__PROBLEM TO WORK ON__
Please repeat the entries word for word, from their first line to the line containing "positive clicks: (381, 89) (412, 95)", including both of those lines.

__SUPPLIED ENTRIES__
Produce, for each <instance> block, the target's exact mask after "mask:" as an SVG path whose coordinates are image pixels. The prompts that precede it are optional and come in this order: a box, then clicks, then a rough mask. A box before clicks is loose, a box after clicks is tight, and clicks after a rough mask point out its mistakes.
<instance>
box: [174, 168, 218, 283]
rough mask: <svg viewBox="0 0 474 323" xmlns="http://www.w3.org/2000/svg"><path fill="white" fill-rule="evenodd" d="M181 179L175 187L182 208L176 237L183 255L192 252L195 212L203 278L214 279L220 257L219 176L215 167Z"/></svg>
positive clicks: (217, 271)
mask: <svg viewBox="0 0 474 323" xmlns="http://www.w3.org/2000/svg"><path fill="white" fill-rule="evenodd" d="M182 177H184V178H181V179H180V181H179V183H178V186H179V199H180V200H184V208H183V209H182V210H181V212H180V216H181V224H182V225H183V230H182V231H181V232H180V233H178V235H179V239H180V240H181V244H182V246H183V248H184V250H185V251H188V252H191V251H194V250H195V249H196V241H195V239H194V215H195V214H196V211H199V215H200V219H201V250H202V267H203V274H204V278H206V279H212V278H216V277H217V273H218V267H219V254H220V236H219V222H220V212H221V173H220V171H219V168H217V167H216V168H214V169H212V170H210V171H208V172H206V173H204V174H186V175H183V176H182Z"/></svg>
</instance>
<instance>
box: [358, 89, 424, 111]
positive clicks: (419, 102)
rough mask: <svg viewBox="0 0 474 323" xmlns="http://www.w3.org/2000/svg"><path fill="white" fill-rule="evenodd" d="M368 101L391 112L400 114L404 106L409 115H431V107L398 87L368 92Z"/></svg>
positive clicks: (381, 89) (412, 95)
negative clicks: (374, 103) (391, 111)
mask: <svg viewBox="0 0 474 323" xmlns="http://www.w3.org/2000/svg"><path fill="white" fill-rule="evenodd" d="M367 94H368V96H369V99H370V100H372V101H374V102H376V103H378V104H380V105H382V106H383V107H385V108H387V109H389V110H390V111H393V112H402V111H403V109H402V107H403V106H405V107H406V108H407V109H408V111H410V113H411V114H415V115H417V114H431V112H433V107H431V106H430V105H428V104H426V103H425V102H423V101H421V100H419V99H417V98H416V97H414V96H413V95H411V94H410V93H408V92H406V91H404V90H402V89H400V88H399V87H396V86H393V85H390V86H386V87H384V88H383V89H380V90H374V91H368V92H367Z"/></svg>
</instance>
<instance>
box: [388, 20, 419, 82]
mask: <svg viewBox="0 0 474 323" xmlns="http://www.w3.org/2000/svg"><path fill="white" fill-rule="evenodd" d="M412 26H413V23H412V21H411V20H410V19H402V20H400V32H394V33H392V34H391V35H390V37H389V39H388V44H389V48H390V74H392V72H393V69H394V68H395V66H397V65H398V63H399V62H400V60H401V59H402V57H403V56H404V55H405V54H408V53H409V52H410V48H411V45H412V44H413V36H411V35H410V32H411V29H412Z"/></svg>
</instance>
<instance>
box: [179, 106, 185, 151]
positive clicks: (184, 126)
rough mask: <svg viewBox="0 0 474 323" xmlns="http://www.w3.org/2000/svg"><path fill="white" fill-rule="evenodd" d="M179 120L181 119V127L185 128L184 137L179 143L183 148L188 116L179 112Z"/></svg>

__SOLUTION FOR THIS TASK__
Produce, for each <instance> block, the target's exact mask after "mask:" as an SVG path whose coordinates are image pixels. The prompts that precede it are optional and come in this order: a box, then clicks, then a rough mask. A box before clicks is loose, a box after clicks is tight, and clicks after a rough mask point out its mistakes.
<instance>
box: [174, 168, 218, 283]
rough mask: <svg viewBox="0 0 474 323" xmlns="http://www.w3.org/2000/svg"><path fill="white" fill-rule="evenodd" d="M181 179L175 187L182 208L176 237L183 255L192 252L195 212L203 278L214 279L220 257L219 176L215 167Z"/></svg>
positive clicks: (217, 271)
mask: <svg viewBox="0 0 474 323" xmlns="http://www.w3.org/2000/svg"><path fill="white" fill-rule="evenodd" d="M182 177H184V178H181V179H180V181H179V183H178V186H179V199H180V200H184V208H183V209H182V210H181V212H180V216H181V224H182V225H183V230H182V231H181V232H180V233H178V235H179V239H180V240H181V244H182V246H183V248H184V250H185V251H188V252H191V251H194V250H195V249H196V241H195V239H194V215H195V214H196V211H199V215H200V219H201V250H202V267H203V274H204V278H206V279H212V278H216V277H217V273H218V267H219V254H220V236H219V222H220V212H221V173H220V171H219V168H217V167H216V168H214V169H212V170H210V171H208V172H206V173H204V174H186V175H183V176H182Z"/></svg>
</instance>
<instance>
box: [358, 89, 424, 111]
positive clicks: (419, 102)
rough mask: <svg viewBox="0 0 474 323" xmlns="http://www.w3.org/2000/svg"><path fill="white" fill-rule="evenodd" d="M368 101L391 112L400 114L404 106L409 115H431V107L398 87L368 92Z"/></svg>
positive clicks: (381, 89) (412, 95)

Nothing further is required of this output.